▶ **Exercise aim**
Because the material must be preserved as it stands, copy every line exactly.

▶ **Records for this exercise**
○ ○ ○ ○
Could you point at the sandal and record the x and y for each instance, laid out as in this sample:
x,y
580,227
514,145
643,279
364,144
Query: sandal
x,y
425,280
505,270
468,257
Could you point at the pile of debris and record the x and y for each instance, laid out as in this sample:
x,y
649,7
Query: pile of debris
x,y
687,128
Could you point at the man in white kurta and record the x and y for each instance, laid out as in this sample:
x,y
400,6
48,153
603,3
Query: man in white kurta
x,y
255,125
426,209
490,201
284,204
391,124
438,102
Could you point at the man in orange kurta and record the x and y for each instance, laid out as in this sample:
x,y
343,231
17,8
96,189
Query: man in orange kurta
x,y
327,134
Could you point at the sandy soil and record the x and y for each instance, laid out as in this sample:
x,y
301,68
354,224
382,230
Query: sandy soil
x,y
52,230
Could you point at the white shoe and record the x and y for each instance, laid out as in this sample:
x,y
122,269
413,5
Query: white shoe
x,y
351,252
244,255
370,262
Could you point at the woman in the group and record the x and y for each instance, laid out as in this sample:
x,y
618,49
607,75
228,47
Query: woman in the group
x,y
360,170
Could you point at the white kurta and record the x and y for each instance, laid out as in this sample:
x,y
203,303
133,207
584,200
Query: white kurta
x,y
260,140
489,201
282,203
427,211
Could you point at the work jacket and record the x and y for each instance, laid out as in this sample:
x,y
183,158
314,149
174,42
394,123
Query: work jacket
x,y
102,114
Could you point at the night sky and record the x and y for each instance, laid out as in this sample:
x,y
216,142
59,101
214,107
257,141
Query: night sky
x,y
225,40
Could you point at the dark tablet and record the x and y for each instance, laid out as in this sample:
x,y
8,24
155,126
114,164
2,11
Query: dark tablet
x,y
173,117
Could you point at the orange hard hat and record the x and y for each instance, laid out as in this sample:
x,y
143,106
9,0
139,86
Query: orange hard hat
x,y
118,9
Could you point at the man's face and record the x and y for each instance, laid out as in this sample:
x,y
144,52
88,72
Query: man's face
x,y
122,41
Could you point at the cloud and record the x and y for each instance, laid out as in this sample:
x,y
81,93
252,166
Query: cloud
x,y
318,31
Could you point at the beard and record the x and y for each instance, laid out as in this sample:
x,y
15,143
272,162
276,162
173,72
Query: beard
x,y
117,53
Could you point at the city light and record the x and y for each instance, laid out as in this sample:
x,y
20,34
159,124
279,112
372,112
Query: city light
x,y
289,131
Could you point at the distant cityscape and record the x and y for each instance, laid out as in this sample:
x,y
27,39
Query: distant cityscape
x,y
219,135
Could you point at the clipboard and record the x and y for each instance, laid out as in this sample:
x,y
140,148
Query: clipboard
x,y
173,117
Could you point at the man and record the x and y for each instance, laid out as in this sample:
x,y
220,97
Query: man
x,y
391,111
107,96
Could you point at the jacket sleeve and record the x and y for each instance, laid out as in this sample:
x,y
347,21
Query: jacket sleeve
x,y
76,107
○ ○ ○ ○
▶ **Problem solution**
Could you point at the sandal and record the x and y for each instance, laid out as in this sample:
x,y
580,227
514,145
643,279
364,144
Query: sandal
x,y
425,280
505,270
468,257
Could you point at the pile of debris and record the x and y for each instance, laid out as in this sample:
x,y
649,7
Query: pile of debris
x,y
687,128
Could you point at the man in white kurta and record the x and y for each instance, laid out as in this sample:
x,y
400,6
48,153
603,3
Query: man in white kurta
x,y
255,125
426,209
490,201
284,204
391,124
438,102
Could you point at the man in orange kurta and record the x and y for each instance, laid out as in this sample:
x,y
343,231
17,8
96,189
Query: man in orange kurta
x,y
327,134
Could you point at the sandy soil and record the x and y for each instance, laid out as in this sample:
x,y
301,68
354,224
382,230
Query: sandy soil
x,y
52,230
Could you point at the white shoe and record the x and y for each instance, laid out as in this sample:
x,y
122,269
413,5
Query: white shoe
x,y
351,252
244,255
370,262
Could you point at the woman in the group and record the x and y for each instance, laid out as in this sample:
x,y
618,49
607,75
228,47
Query: woman in the group
x,y
360,170
Could you point at the white kurta and record the x and y for each instance, laid out as in this sample:
x,y
203,303
133,207
584,200
Query: white kurta
x,y
260,140
489,201
282,203
427,211
Could you point at the work jacket and record the x and y for each instance, laid out as in this sample:
x,y
183,158
314,149
174,42
394,123
Query: work jacket
x,y
102,114
Could you point at the night sky and record the x and y for each instance, laid out as in this sample:
x,y
216,142
59,101
214,107
257,141
Query: night sky
x,y
225,40
Could you point at the dark tablet and record the x and y for each instance, laid out as in this sample:
x,y
8,24
155,126
114,164
2,11
Query: dark tablet
x,y
173,117
Could you point at the orange hard hat and record the x and y for each instance, laid out as in this sample:
x,y
143,106
9,0
139,86
Query: orange hard hat
x,y
118,9
Could you point at the man's face and record the x and y for each instance, laid out as in this sample:
x,y
144,52
88,72
Query: man's face
x,y
122,41
Could you point at the cloud and record the x and y for each instance, laid out as in this sample:
x,y
81,93
252,166
Query: cloud
x,y
318,31
Could you point at the beard and record the x and y for each instance, laid out as in this sample:
x,y
15,143
272,162
276,162
173,72
Query: beard
x,y
117,53
Could you point at the city light and record the x and y for each instance, laid out as in this sample:
x,y
20,34
159,124
279,112
372,112
Query: city light
x,y
289,131
Could you point at the distant cityscape and record the x and y for each instance, laid out as in this sample:
x,y
27,39
Query: distant cityscape
x,y
219,135
Could you point at the clipboard and record the x and y for each instance, laid out as in this sample:
x,y
140,148
Query: clipboard
x,y
173,117
Could you point at the man and record the x and y for each instance, laid out as in this sample:
x,y
220,97
Query: man
x,y
391,111
107,96
Could you point at the jacket sleeve and record the x and y for each instance, laid out as in this sample:
x,y
347,21
Query: jacket sleeve
x,y
76,107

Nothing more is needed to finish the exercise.